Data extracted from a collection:

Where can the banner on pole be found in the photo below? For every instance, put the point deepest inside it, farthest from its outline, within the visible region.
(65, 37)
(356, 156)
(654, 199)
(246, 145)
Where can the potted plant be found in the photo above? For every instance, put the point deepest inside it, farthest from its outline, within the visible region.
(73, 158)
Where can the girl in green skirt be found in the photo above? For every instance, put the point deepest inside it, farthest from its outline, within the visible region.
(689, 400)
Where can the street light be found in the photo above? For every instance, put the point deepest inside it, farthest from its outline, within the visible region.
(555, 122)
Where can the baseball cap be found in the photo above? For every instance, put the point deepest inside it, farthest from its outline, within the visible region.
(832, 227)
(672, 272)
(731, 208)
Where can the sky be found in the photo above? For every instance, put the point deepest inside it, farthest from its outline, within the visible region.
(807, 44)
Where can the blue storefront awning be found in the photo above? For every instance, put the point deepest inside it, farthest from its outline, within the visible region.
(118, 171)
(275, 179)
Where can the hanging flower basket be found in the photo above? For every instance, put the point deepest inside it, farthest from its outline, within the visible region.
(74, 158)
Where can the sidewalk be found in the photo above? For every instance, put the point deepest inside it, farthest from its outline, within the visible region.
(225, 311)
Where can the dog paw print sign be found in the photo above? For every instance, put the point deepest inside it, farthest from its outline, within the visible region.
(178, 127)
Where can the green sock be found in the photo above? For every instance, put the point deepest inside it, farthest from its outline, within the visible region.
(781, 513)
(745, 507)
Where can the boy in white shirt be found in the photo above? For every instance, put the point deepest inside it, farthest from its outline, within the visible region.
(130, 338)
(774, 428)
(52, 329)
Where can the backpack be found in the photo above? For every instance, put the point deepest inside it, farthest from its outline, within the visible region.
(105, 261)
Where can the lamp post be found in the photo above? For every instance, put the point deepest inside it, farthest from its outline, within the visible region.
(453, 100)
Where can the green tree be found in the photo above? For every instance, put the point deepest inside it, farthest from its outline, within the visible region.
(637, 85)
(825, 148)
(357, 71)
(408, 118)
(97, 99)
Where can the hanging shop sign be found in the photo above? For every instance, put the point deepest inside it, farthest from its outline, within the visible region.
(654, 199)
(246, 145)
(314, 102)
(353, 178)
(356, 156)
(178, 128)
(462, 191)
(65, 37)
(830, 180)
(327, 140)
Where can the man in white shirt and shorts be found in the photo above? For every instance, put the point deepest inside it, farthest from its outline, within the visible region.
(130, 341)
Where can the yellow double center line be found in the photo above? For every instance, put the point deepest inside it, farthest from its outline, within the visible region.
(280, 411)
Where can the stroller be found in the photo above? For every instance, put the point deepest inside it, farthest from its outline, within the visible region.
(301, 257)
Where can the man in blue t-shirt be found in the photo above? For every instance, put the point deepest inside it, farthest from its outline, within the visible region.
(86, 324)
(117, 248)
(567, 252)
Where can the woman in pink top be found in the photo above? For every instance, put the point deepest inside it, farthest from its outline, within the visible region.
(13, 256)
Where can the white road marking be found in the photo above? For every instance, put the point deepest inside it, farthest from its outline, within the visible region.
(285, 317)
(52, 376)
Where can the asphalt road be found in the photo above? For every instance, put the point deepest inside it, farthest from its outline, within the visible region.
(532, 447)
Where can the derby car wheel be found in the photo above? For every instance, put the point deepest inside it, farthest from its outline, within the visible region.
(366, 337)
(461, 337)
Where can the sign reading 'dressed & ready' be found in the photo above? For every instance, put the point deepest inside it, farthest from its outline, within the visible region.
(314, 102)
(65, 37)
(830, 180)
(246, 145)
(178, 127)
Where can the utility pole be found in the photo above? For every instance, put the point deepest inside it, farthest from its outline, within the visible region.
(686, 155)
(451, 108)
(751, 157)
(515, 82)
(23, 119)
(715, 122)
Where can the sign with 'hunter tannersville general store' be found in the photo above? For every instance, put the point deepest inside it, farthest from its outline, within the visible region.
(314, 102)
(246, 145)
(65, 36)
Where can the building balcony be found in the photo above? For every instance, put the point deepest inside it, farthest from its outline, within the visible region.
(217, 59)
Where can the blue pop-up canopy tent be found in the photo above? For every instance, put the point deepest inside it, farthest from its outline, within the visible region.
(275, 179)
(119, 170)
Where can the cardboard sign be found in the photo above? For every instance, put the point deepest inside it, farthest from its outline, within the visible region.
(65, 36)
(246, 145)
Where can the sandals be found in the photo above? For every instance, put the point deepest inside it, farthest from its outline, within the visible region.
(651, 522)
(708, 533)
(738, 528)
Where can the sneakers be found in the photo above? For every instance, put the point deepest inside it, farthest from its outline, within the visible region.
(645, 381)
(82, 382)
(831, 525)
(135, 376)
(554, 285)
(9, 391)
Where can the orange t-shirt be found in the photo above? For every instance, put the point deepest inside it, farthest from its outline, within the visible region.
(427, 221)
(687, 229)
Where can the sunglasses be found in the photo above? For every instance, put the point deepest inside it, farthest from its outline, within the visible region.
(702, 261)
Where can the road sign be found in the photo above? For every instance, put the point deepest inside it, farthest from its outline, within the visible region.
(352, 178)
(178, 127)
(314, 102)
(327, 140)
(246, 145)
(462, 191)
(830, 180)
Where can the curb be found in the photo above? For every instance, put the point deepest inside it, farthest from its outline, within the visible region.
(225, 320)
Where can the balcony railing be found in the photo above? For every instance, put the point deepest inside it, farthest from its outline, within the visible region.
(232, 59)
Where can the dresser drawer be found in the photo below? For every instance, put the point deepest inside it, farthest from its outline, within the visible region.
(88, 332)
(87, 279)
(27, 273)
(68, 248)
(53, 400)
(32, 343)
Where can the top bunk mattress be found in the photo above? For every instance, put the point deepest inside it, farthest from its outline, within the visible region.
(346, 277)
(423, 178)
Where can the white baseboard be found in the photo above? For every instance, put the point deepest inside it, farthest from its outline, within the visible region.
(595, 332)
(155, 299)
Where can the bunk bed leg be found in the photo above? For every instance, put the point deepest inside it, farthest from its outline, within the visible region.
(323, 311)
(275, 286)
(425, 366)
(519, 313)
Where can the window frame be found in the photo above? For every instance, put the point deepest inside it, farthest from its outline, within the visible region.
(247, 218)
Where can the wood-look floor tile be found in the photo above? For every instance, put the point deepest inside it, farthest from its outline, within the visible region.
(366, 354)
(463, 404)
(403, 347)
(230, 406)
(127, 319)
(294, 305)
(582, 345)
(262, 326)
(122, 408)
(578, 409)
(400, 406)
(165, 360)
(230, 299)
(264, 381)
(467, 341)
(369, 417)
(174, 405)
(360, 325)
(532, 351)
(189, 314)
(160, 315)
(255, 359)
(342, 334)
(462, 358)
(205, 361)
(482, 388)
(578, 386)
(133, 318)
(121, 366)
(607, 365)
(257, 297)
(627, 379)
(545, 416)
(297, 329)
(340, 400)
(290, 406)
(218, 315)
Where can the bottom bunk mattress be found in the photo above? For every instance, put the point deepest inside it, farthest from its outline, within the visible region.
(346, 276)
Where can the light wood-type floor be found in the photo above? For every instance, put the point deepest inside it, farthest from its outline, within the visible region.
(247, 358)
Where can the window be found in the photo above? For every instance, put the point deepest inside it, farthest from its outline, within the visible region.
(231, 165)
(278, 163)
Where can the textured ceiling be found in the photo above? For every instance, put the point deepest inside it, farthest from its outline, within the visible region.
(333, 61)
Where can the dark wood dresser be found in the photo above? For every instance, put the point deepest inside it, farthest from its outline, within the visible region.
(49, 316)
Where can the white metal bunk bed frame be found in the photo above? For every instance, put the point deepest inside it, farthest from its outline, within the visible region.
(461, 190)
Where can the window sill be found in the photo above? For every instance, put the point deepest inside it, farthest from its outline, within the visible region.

WORK REQUIRED:
All entries must come back exactly as they were written.

TASK SOLUTION:
Where can the banner on pole be found in the photo below? For every instance, put the point deepest inside it, farthest from its outline, within the visible region.
(65, 37)
(356, 156)
(654, 199)
(246, 145)
Where can the potted plant be found in the photo above? For every instance, put the point deepest inside it, farthest from its outline, within the visible region.
(73, 158)
Where can the girl in green skirt be found in the photo above? For every instance, put the point deepest inside it, farthest from its outline, within the visible region.
(689, 400)
Where can the street light be found in the photo above? For every instance, put the point deepest inside it, farthest from its outline, within the visible region.
(555, 122)
Where can the baseball cap be found in the photo above? For every instance, put the point deepest inside it, farthest from its outline, within the visible region.
(832, 227)
(672, 272)
(731, 208)
Where can the sky be found in the photo above? For every instance, put the point deepest inside it, farthest from its outline, within the visible region.
(807, 44)
Where can the blue storefront awning be found in the photo above? For every instance, put the point deepest inside it, farthest from its outline, within the visible region.
(118, 171)
(275, 179)
Where can the hanging flower basket be found in the photo above? For every instance, put the point deepest inside it, farthest from its outline, within the visible region.
(74, 158)
Where can the sidewalk be found in the photo above? For every instance, put the point deepest inside it, farthest from its outline, within the visible region.
(225, 311)
Where can the dog paw print sign be found in the photo above? For every instance, put the point deepest inside it, farthest from its outline, within the visible region.
(178, 127)
Where can the green sock be found in the photo above? For every instance, put the point deepest inside it, farthest from its outline, within the visible region.
(781, 513)
(745, 507)
Where can the boy in white shirt be found in the photo above? For every instance, put the point deepest inside it, farthest from its outline, within the visible region.
(130, 338)
(774, 428)
(52, 329)
Where can the backpack be found in the photo above? For every instance, put the point deepest inside it, farthest from its outline, within the visible region.
(105, 261)
Where can the lamp post be found in the photo above? For every instance, put the point deepest inside it, farthest from its outline, within the visible region.
(453, 100)
Where can the green tree be found in the photo above? For every instance, put the point deepest inside it, farthest from its outline, within the visible region.
(637, 85)
(825, 148)
(357, 71)
(408, 118)
(97, 99)
Where can the hanging shop sign be found in the photo above? For every instance, put the point deepest inside it, farthest from its outline, within the visible region.
(654, 199)
(246, 145)
(314, 102)
(353, 178)
(356, 156)
(178, 128)
(462, 191)
(65, 37)
(830, 180)
(327, 140)
Where can the man in white shirt and shorts be found in the photo above? For every instance, put the point deepest inside it, farthest from its outline, within the visible region.
(130, 341)
Where can the yellow double center line be found in the photo above? For every instance, put the point deepest inside it, farthest from its outline, within the visible region.
(280, 411)
Where can the stroller be found in the photo above? For every instance, put the point deepest inside it, farthest from its outline, within the visible region.
(301, 257)
Where can the man in blue t-shirt be found in the photo above? For every instance, put the point deepest inside it, farthest from its outline, within the visible region.
(86, 324)
(117, 248)
(567, 252)
Where can the woman in pink top be found in the photo above? For every instance, put the point deepest inside it, farthest from its outline, within the visible region.
(13, 256)
Where can the white road marking be found in the photo above? For every instance, put the point deepest inside it, farthest from its outline, within the visible region.
(285, 317)
(52, 376)
Where can the asphalt road be found in the photo above? For every instance, put the point deepest inside it, farthest from its outline, within the visible region.
(532, 447)
Where can the derby car wheel be found in the photo above? For every instance, put the point deepest inside it, farthest from its outline, within the visible region.
(366, 337)
(461, 337)
Where can the sign reading 'dressed & ready' be found in the photo above? For every instance, put the point deepest inside it, farthest from its outline, within the visible region.
(314, 102)
(65, 37)
(830, 180)
(246, 145)
(178, 127)
Where can the utility pole be found in the photo above? For every instance, put the point deepest inside it, farthest from its outline, within the visible region.
(686, 155)
(451, 108)
(751, 157)
(515, 82)
(23, 119)
(715, 122)
Where can the sign with 'hunter tannersville general store' be found in the photo above? For every instance, put the point deepest inside it, farthest from its outline, within the visible region.
(314, 102)
(246, 145)
(65, 36)
Where can the building balcony be found in the photo above? For every instance, put the point deepest inside it, farthest from its outline, within the visible region.
(217, 59)
Where can the blue pop-up canopy tent be found in the photo above? For every instance, put the point deepest inside it, farthest from its outline, within the visible region.
(275, 179)
(119, 170)
Where can the cardboard sign be found in the photo above? For every instance, put the point deepest inside it, farthest from its outline, within the visible region.
(65, 36)
(246, 145)
Where can the sandals be found in the photo above? For every instance, put the point deepest inside it, farthest from its outline, within the visible region.
(651, 522)
(708, 533)
(738, 528)
Where can the sneakers be found in the photo above? For every instance, put the point deepest inside it, farthest from its outline, within the visible region.
(645, 381)
(82, 382)
(831, 525)
(135, 376)
(554, 285)
(9, 391)
Where can the orange t-shirt be found in the photo above? For every instance, put the point deepest inside it, farthest from its outline, within the visible region.
(427, 221)
(687, 229)
Where can the sunglasses be found in the photo above? For every instance, put the point deepest inside it, farthest from its outline, within the visible region.
(702, 261)
Where can the road sign be found in the photo above? For every instance, put the point deepest inside it, farthest from its outline, within the visible region.
(352, 178)
(178, 127)
(314, 102)
(327, 140)
(246, 145)
(462, 191)
(830, 180)
Where can the curb be found in the photo above? For every instance, put the point deepest inside it, farthest from its outline, within the visible region.
(225, 320)
Where can the balcony railing be found in the photo above? For every instance, put the point deepest inside it, farthest from its outline, within the visible region.
(232, 59)
Where can the dresser drawer be found in the photo below? For every instance, put the point deepest inside it, farthest from its outline, within the visible region.
(88, 332)
(87, 279)
(27, 273)
(68, 248)
(53, 400)
(32, 343)
Where can the top bunk mattress be found in the photo above? For every instance, put the point deepest inside it, farthest from its outline, within the visible region.
(346, 277)
(423, 178)
Where can the white baseboard be found in the photo above? For every instance, put the point deepest inside it, farthest from its outline, within the visible region.
(595, 332)
(155, 299)
Where can the bunk bed leg be found in the photo above? For every instance, put the point deepest inside it, farthest from its outline, within the visible region.
(323, 311)
(275, 286)
(425, 366)
(519, 313)
Where can the window frame be found in the photo above? For every instance, put the point deepest inside it, farthest from its outline, within the visible region.
(247, 218)
Where can the wood-look floor tile be found in the photo above? For every instance, put the point deepest inside it, farthest from its outline, within the visible region.
(366, 354)
(463, 404)
(403, 347)
(230, 406)
(127, 319)
(294, 305)
(582, 345)
(262, 326)
(122, 408)
(578, 409)
(400, 406)
(165, 360)
(230, 299)
(264, 381)
(467, 341)
(369, 417)
(174, 405)
(360, 325)
(532, 351)
(189, 314)
(160, 315)
(255, 359)
(342, 334)
(462, 358)
(205, 361)
(482, 388)
(578, 386)
(133, 318)
(121, 366)
(607, 365)
(257, 297)
(627, 379)
(545, 416)
(297, 329)
(340, 400)
(290, 406)
(218, 315)
Where can the bottom bunk mattress be found in the photo above? For every instance, put the point deepest inside it, farthest from its outline, within the visible region.
(346, 276)
Where can the light wood-type floor be found in the photo above? For every instance, put the point deepest inside it, farthest from its outline, within the visible region.
(247, 358)
Where can the window be found in the photo above? For every instance, put the point deepest inside it, farthest from its outline, within the visible region.
(231, 165)
(278, 163)
Where can the textured ceiling be found in the photo above? For every instance, put the point deepest inside it, farthest from its outline, within the visible region.
(333, 61)
Where can the dark wood dresser be found in the photo above? For every instance, put the point deepest inside it, farthest from its outline, within the visible region.
(49, 316)
Where can the white metal bunk bed frame be found in the photo above? For every instance, put the point deepest inside it, farthest from its outline, within the visible region.
(461, 190)
Where can the window sill be found in the photo above? For every instance, put the point deepest inside it, farthest from its outline, within the visible region.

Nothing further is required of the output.